→ **What is required**: Write out each entry again. Keep every word exactly as it is.

-- START Dataset entries --

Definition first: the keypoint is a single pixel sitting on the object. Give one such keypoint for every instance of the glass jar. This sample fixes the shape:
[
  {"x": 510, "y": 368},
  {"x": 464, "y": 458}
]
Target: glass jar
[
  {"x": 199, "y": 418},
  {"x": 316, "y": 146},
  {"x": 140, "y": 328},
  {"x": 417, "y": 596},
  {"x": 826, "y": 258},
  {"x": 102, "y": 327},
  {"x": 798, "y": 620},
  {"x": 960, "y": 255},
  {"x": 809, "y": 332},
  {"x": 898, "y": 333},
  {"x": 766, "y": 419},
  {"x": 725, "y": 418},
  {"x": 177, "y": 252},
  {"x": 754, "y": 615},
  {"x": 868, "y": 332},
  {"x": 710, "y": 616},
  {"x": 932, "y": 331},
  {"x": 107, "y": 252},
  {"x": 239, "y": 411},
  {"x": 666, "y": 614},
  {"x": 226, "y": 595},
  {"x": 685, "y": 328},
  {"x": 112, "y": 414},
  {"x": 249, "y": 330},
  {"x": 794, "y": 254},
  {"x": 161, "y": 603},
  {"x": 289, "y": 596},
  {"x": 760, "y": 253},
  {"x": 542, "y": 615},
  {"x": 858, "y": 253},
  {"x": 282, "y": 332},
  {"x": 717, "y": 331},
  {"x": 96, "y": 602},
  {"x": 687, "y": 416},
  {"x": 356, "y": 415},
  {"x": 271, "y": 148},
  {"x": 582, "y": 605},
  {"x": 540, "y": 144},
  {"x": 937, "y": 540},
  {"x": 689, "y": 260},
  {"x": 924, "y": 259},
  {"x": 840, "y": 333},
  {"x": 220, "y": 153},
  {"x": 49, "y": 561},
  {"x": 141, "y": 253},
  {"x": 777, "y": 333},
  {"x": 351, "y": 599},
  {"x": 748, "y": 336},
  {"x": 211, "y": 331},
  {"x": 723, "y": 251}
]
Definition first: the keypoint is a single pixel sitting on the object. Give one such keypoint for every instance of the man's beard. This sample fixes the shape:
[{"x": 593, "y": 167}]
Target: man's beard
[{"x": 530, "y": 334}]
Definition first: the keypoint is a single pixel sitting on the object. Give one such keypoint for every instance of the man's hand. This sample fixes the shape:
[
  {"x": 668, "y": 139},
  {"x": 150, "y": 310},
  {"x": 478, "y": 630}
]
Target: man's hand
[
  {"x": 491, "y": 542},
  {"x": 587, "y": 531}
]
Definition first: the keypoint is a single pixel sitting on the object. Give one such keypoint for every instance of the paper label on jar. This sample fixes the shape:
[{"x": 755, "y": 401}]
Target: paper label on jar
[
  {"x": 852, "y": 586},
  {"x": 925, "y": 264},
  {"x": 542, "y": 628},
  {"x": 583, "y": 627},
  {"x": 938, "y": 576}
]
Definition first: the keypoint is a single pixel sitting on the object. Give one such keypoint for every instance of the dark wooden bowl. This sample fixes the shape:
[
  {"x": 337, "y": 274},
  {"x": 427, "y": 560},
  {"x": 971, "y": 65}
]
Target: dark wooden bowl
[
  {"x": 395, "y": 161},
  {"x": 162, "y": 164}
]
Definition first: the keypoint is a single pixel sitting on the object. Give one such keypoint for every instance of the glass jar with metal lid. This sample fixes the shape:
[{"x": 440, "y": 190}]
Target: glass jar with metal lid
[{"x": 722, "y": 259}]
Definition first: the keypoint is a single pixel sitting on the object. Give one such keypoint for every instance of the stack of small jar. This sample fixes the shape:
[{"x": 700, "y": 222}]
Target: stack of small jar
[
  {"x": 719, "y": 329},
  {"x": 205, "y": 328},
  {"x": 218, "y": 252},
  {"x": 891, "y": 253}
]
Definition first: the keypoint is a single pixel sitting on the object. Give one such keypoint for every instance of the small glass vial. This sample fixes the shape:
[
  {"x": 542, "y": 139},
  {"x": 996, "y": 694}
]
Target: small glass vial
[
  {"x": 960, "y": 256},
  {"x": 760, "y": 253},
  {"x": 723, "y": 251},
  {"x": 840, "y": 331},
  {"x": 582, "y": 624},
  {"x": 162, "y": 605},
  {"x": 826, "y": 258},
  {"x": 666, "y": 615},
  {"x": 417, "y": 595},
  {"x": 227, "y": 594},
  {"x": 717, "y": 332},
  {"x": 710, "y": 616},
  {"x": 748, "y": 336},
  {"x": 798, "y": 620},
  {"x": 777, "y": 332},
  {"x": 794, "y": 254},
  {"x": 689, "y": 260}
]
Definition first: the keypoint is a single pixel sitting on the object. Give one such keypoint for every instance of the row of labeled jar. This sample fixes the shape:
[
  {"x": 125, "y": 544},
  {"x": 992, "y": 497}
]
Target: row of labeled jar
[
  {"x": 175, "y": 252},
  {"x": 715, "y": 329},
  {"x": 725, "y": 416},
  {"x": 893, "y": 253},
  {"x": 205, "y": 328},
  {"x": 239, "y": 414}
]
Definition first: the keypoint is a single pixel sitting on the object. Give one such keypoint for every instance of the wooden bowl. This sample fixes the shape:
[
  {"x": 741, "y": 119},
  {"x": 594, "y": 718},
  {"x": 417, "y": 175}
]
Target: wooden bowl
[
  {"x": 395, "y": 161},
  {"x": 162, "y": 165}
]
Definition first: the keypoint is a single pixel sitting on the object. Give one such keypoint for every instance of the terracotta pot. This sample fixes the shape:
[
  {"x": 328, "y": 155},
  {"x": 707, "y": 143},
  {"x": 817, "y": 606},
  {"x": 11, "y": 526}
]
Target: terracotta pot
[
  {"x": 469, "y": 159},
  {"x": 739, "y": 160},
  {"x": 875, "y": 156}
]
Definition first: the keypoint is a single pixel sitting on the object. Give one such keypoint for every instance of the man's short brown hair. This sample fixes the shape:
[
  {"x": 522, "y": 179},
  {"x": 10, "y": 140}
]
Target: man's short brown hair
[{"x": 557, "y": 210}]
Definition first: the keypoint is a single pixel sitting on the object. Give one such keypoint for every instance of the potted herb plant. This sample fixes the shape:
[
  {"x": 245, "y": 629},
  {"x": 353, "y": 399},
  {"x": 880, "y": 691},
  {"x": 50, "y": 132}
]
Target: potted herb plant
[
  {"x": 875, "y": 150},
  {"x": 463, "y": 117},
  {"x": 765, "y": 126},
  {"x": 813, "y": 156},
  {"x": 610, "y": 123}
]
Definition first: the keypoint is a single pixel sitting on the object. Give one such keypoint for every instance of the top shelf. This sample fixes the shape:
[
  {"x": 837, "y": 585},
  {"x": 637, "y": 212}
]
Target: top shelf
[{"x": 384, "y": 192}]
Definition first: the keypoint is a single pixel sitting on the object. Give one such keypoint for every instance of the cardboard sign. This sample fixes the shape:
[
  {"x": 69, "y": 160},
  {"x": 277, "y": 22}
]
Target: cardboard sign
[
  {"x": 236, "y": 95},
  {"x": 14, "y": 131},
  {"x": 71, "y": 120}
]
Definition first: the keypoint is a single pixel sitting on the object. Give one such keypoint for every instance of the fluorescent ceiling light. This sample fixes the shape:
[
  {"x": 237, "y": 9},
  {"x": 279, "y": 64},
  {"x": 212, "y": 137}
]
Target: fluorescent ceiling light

-- END Dataset entries --

→ **The solution**:
Definition first: the keypoint is a single pixel sitting on the object. Give one such keypoint for every instance of the glass jar. This sample fixes the shape:
[
  {"x": 510, "y": 368},
  {"x": 464, "y": 458}
]
Target: glass jar
[
  {"x": 199, "y": 418},
  {"x": 316, "y": 146},
  {"x": 140, "y": 328},
  {"x": 417, "y": 596},
  {"x": 826, "y": 258},
  {"x": 102, "y": 327},
  {"x": 798, "y": 620},
  {"x": 960, "y": 255},
  {"x": 809, "y": 332},
  {"x": 898, "y": 333},
  {"x": 766, "y": 419},
  {"x": 725, "y": 418},
  {"x": 177, "y": 252},
  {"x": 754, "y": 615},
  {"x": 868, "y": 332},
  {"x": 710, "y": 616},
  {"x": 932, "y": 331},
  {"x": 107, "y": 252},
  {"x": 239, "y": 411},
  {"x": 666, "y": 614},
  {"x": 226, "y": 595},
  {"x": 685, "y": 328},
  {"x": 112, "y": 414},
  {"x": 249, "y": 330},
  {"x": 794, "y": 254},
  {"x": 161, "y": 603},
  {"x": 289, "y": 596},
  {"x": 760, "y": 253},
  {"x": 542, "y": 615},
  {"x": 858, "y": 253},
  {"x": 282, "y": 332},
  {"x": 717, "y": 331},
  {"x": 96, "y": 602},
  {"x": 687, "y": 416},
  {"x": 356, "y": 415},
  {"x": 271, "y": 148},
  {"x": 582, "y": 605},
  {"x": 540, "y": 144},
  {"x": 937, "y": 540},
  {"x": 689, "y": 260},
  {"x": 924, "y": 259},
  {"x": 840, "y": 333},
  {"x": 220, "y": 153},
  {"x": 49, "y": 561},
  {"x": 141, "y": 253},
  {"x": 777, "y": 333},
  {"x": 351, "y": 599},
  {"x": 748, "y": 336},
  {"x": 211, "y": 331},
  {"x": 723, "y": 251}
]
Definition first: the keypoint is a single pixel sitting on the object. Give one such keypoint for every instance of the man's beard. This sample fixes the shape:
[{"x": 593, "y": 167}]
Target: man's beard
[{"x": 530, "y": 334}]
Definition first: the keypoint is a single pixel sitting on the object. Give one such keypoint for every instance of the man's hand. This sample fixes the shape:
[
  {"x": 668, "y": 139},
  {"x": 150, "y": 310},
  {"x": 478, "y": 630}
]
Target: man's hand
[
  {"x": 491, "y": 542},
  {"x": 587, "y": 531}
]
Definition first: the keypoint is a single pixel sitting on the object. Give one such keypoint for every instance of the paper label on jar. This sample fixes the shape:
[{"x": 755, "y": 401}]
Target: paper label on jar
[
  {"x": 852, "y": 586},
  {"x": 925, "y": 264},
  {"x": 542, "y": 628},
  {"x": 583, "y": 627},
  {"x": 938, "y": 576}
]
Definition first: the keypoint is a single pixel sitting on the object. Give one such keypoint for every instance of the dark wooden bowl. This sample fixes the shape:
[
  {"x": 337, "y": 274},
  {"x": 427, "y": 560},
  {"x": 971, "y": 65}
]
Target: dark wooden bowl
[
  {"x": 395, "y": 161},
  {"x": 162, "y": 164}
]
Definition first: the keypoint is a single pixel sitting on the object. Give one such keypoint for every instance of the glass jar with metal lid. This sample fixes the shape:
[{"x": 440, "y": 190}]
Target: glass jar with metal lid
[{"x": 722, "y": 259}]
Definition first: the keypoint is a single pixel sitting on the object. Give one such keypoint for every instance of the stack of small jar. This sample fixes the shape:
[{"x": 700, "y": 222}]
Target: stack of small jar
[
  {"x": 719, "y": 329},
  {"x": 205, "y": 328},
  {"x": 218, "y": 252},
  {"x": 891, "y": 253}
]
Definition first: the keypoint is a single pixel sitting on the object. Give one such keypoint for every instance of the small glass vial. This sample fixes the shape:
[
  {"x": 542, "y": 139},
  {"x": 996, "y": 694}
]
Target: small glass vial
[
  {"x": 960, "y": 256},
  {"x": 760, "y": 253},
  {"x": 723, "y": 251},
  {"x": 840, "y": 331},
  {"x": 582, "y": 624},
  {"x": 162, "y": 605},
  {"x": 826, "y": 258},
  {"x": 666, "y": 615},
  {"x": 417, "y": 595},
  {"x": 227, "y": 594},
  {"x": 717, "y": 332},
  {"x": 710, "y": 616},
  {"x": 748, "y": 336},
  {"x": 798, "y": 620},
  {"x": 777, "y": 332},
  {"x": 794, "y": 254},
  {"x": 689, "y": 260}
]
Definition first: the keypoint is a single pixel sitting on the object. Give one such keypoint for every instance of the row of labeled jar. This sample fixes the shape:
[
  {"x": 125, "y": 544},
  {"x": 992, "y": 497}
]
Target: row of labeled jar
[
  {"x": 175, "y": 252},
  {"x": 715, "y": 329},
  {"x": 725, "y": 416},
  {"x": 893, "y": 253},
  {"x": 205, "y": 328},
  {"x": 239, "y": 414}
]
Definition first: the keypoint is a single pixel sitting on the object. Give one such keypoint for every instance of the wooden bowl. This sample fixes the shape:
[
  {"x": 741, "y": 119},
  {"x": 594, "y": 718},
  {"x": 417, "y": 175}
]
Target: wooden bowl
[
  {"x": 395, "y": 161},
  {"x": 162, "y": 165}
]
Definition first: the keypoint is a single pixel sitting on the object. Give one such keypoint for every instance of the terracotta pot. This sample fixes the shape:
[
  {"x": 328, "y": 155},
  {"x": 707, "y": 143},
  {"x": 817, "y": 606},
  {"x": 11, "y": 526}
]
Target: terracotta pot
[
  {"x": 469, "y": 159},
  {"x": 739, "y": 160},
  {"x": 875, "y": 156}
]
Definition first: the keypoint is a single pixel sitting on the object. Give one such keypoint for every instance of the man's short brown hair. This sample fixes the shape:
[
  {"x": 522, "y": 179},
  {"x": 10, "y": 140}
]
Target: man's short brown hair
[{"x": 557, "y": 210}]
Definition first: the keypoint is a single pixel sitting on the object. Give one such keypoint for every instance of the potted herb plant. This sample fixes the shape:
[
  {"x": 245, "y": 629},
  {"x": 353, "y": 399},
  {"x": 880, "y": 691},
  {"x": 50, "y": 132}
]
Target: potted herb plant
[
  {"x": 875, "y": 150},
  {"x": 463, "y": 117},
  {"x": 765, "y": 126},
  {"x": 813, "y": 156},
  {"x": 610, "y": 123}
]
Definition first: the keypoint is a single pixel sitting on the object. Give one such keypoint for every instance of the top shelf. This sample fixes the shape:
[
  {"x": 837, "y": 585},
  {"x": 637, "y": 212}
]
Target: top shelf
[{"x": 384, "y": 192}]
Definition first: the keypoint is a single pixel sitting on the object. Give one such keypoint for every instance of the cardboard sign. This sample fixes the shape:
[
  {"x": 69, "y": 160},
  {"x": 277, "y": 22}
]
Target: cardboard sign
[
  {"x": 236, "y": 95},
  {"x": 14, "y": 131},
  {"x": 71, "y": 120}
]
Definition first: the keypoint is a single pixel sitting on the object. Give one such keypoint for every instance of the fluorescent ceiling light. This sample fixes the shape:
[
  {"x": 237, "y": 9},
  {"x": 279, "y": 64},
  {"x": 212, "y": 137}
]
Target: fluorescent ceiling light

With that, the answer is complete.